(Annotatierecords met coördinaten)
....

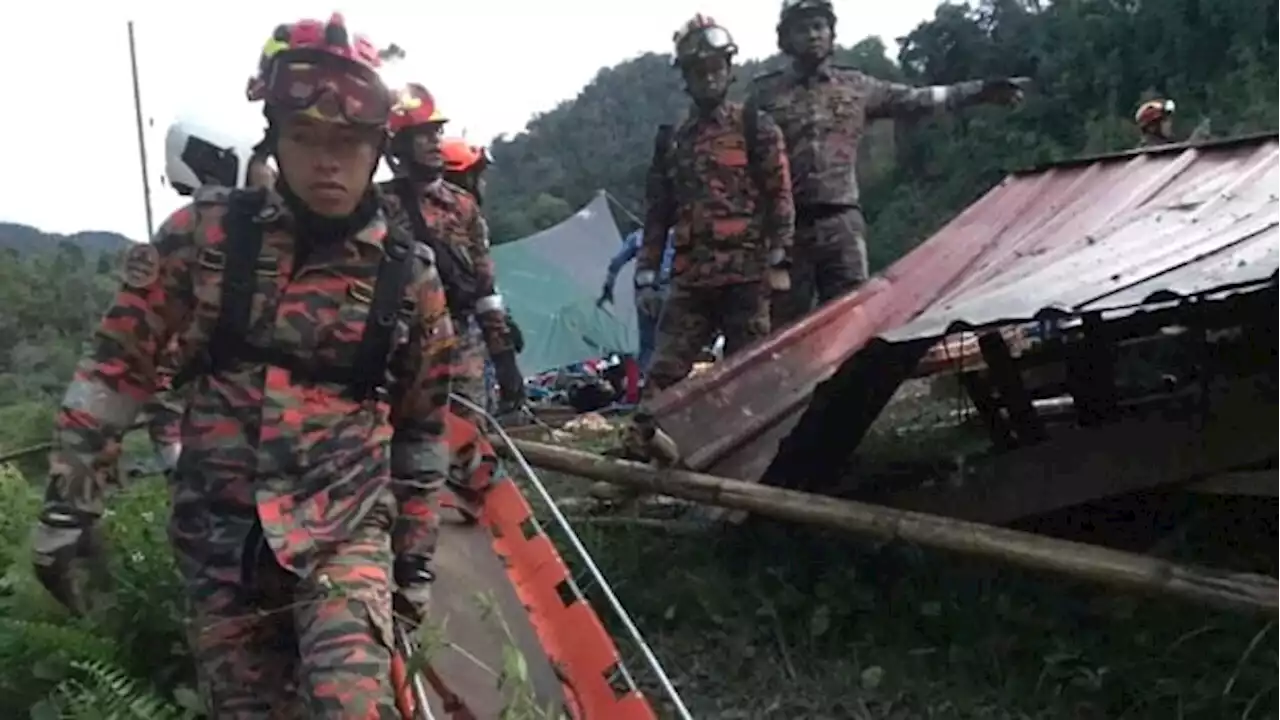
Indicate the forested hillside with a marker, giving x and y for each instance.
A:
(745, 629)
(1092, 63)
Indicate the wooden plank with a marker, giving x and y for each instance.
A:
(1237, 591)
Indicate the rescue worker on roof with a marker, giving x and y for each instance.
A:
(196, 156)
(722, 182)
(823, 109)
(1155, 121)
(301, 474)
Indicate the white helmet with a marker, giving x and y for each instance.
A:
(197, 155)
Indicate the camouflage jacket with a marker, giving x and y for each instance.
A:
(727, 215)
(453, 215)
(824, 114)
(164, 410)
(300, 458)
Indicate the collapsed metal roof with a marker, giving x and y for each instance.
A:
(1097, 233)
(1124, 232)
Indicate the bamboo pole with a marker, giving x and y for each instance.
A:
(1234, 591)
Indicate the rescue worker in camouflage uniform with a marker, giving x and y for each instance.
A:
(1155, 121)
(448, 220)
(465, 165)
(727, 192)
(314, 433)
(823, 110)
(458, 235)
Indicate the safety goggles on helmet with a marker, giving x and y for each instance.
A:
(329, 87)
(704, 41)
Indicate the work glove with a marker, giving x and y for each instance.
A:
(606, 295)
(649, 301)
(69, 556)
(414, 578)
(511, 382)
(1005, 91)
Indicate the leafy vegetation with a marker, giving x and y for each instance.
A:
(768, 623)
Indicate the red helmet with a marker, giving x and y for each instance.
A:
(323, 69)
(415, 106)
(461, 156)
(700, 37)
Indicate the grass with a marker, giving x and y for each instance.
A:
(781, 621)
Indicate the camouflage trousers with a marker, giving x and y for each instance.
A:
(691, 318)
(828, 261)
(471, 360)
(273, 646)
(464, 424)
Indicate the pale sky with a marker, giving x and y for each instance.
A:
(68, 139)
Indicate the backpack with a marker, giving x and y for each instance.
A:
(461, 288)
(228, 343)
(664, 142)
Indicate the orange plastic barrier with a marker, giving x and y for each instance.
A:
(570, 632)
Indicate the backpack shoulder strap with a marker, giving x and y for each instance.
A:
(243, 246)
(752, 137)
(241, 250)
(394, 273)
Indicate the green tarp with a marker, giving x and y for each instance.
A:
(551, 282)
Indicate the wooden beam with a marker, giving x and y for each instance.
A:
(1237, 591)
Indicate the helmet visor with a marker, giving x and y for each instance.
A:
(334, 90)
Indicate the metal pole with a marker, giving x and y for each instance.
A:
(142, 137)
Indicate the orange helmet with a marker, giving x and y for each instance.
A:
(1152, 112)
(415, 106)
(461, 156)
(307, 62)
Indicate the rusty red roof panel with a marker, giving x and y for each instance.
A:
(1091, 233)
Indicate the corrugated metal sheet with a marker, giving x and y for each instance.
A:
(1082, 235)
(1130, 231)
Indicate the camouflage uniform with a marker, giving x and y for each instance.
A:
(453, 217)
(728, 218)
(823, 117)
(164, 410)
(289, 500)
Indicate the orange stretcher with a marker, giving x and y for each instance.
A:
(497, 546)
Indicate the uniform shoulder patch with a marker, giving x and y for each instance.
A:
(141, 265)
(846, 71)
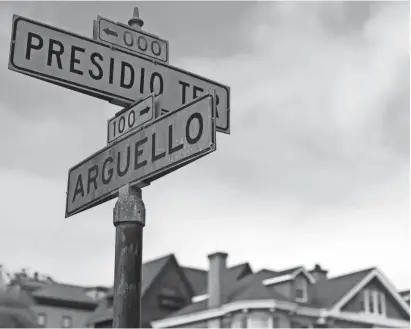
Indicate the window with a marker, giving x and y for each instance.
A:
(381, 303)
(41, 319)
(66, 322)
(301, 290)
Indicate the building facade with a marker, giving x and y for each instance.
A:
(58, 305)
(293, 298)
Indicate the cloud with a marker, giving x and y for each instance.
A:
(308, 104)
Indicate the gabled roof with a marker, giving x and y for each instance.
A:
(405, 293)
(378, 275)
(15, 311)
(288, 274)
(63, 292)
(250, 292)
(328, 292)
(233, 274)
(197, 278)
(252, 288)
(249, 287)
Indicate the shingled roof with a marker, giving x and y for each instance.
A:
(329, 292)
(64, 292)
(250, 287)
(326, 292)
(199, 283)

....

> **Wat gevraagd wordt**:
Schrijf het stuk vanaf het begin van de items tot en met de regel met "(1124, 232)" letterlijk over. Laat de afbeeldingen daarbij weg.

> **Uitvoer oefening**:
Indicate the forested hillside with a marker, giving x and y for each instance.
A:
(745, 629)
(1092, 63)
Indicate the wooden plank with a marker, giving x and y for each instance.
A:
(1237, 591)
Indicate the rescue worker on roof with a marker, giving x and y for each instance.
A:
(196, 156)
(722, 182)
(823, 109)
(1155, 121)
(301, 474)
Indicate the white helmet with a marker, giving x and y for each instance.
A:
(197, 155)
Indicate the camouflage jacket with a marker, giving x and y for each instance.
A:
(727, 215)
(453, 215)
(824, 114)
(164, 410)
(300, 458)
Indicate the collapsed metal roof with a marker, giving x and y for each instance.
A:
(1097, 233)
(1124, 232)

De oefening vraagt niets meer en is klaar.